## Exercise brief
Rewrite everything from the line containing "Target: blue sky" down to the end of the rows, both ends included, as a JSON list of strings with one string per line and blank lines left out.

## Exercise inputs
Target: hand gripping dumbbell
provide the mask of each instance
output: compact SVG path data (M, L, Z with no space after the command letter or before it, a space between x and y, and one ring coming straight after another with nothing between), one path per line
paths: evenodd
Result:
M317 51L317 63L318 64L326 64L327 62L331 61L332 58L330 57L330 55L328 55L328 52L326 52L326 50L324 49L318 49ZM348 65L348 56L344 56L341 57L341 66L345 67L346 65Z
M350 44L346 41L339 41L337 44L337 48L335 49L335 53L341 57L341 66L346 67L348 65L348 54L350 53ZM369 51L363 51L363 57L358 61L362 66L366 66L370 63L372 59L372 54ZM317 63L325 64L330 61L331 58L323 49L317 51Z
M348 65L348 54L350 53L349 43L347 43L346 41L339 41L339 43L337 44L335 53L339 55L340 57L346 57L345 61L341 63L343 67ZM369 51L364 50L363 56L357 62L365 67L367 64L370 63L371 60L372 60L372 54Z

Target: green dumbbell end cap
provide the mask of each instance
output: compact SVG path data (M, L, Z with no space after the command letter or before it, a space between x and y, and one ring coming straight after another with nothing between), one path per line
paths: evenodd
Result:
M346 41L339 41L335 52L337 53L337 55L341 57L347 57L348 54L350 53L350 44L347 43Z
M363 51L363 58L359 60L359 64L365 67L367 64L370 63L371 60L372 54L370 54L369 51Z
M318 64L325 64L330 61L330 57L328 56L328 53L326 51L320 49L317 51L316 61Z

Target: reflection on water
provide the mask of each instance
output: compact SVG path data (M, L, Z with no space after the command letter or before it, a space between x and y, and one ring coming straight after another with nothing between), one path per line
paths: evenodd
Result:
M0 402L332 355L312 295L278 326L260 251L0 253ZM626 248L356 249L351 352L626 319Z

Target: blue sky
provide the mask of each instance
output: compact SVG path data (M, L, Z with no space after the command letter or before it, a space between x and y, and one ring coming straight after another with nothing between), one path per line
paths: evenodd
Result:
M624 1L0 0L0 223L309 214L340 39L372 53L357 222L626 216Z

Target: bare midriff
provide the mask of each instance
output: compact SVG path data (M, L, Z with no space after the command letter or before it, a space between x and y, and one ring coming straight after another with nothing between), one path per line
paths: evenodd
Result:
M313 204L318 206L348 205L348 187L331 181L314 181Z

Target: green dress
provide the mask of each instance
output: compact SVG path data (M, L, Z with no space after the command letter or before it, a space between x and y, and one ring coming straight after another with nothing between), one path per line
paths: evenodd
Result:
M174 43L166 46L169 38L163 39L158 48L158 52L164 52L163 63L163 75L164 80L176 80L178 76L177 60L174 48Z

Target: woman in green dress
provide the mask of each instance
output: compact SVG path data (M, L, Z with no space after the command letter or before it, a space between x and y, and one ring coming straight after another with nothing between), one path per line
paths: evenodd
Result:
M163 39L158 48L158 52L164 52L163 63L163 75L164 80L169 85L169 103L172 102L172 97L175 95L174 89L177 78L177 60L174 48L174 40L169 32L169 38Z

## Output of the exercise
[
  "Target: blue sky",
  "provide the mask of each instance",
  "output: compact SVG path data (M, L, Z with no space after the command letter or before it, a space between x and y, and one ring coming straight after another with nothing between), one path per line",
  "paths: evenodd",
  "Result:",
  "M624 1L0 0L0 223L309 214L340 39L372 53L357 222L626 216Z",
  "Target: bare midriff",
  "provide the mask of each instance",
  "output: compact SVG path data (M, L, Z with no space after the command letter or before it, a space between x and y, and one ring coming straight after another with nothing between), one path per line",
  "paths: evenodd",
  "Result:",
  "M313 204L318 206L348 205L348 187L331 181L314 181Z",
  "Target: green dress",
  "provide the mask of each instance",
  "output: compact SVG path data (M, L, Z with no space after the command letter or before it, a space between x and y, and one ring coming straight after another with nothing between), one path per line",
  "paths: evenodd",
  "Result:",
  "M174 43L166 46L169 38L163 39L158 48L158 52L164 52L163 63L163 75L164 80L176 80L178 76L177 60L174 48Z",
  "Target: woman in green dress",
  "provide the mask of each instance",
  "output: compact SVG path data (M, L, Z with no space after the command letter or before it, a space between x and y, and one ring coming straight after another with nothing between), one path per line",
  "paths: evenodd",
  "Result:",
  "M163 39L158 48L158 52L164 52L163 63L163 75L164 80L169 85L169 103L172 102L172 97L175 95L174 89L177 78L177 60L174 48L174 40L169 32L169 38Z"
]